• **WHAT THE TASK ASKS**
Scan the material below for the word "clicks", then copy every line in which it appears.

• **SUPPLIED INFORMATION**
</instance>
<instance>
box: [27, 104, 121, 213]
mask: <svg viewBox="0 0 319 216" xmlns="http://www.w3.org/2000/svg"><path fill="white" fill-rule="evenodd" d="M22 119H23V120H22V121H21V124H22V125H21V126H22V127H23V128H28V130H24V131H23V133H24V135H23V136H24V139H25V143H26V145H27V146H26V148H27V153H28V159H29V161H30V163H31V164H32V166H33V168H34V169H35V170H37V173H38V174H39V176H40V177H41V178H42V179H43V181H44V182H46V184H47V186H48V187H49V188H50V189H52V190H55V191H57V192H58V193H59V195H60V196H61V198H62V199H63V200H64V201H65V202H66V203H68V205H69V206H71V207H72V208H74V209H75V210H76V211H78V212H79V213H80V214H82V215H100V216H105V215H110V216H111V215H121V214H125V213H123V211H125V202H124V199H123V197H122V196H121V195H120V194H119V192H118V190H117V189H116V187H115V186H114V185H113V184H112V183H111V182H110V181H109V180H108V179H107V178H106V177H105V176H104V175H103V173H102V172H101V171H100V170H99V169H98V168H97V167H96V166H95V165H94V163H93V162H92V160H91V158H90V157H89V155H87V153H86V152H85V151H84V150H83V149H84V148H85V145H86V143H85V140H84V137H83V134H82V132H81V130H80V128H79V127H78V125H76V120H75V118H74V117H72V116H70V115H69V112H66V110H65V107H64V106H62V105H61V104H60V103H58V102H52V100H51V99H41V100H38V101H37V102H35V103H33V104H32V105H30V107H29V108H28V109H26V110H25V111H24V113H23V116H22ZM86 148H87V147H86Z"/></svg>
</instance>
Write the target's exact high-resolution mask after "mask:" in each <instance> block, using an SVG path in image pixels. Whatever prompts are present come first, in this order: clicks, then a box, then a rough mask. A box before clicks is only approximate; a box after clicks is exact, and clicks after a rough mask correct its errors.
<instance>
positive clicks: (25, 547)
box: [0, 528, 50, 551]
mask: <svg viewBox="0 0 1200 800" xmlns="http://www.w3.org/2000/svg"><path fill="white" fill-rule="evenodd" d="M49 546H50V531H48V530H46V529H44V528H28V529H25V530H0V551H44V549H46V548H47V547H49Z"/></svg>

• **THE COMPLETED TASK**
Write the target's exact high-resolution mask after "mask:" in each <instance> block, using an SVG path in image pixels. Whatever prompts are present come first, in this order: clicks, then a box, then a rough mask. A box before clicks is only approximate; a box after clicks is exact, and clicks after a rough mask correct its errors.
positive clicks: (25, 547)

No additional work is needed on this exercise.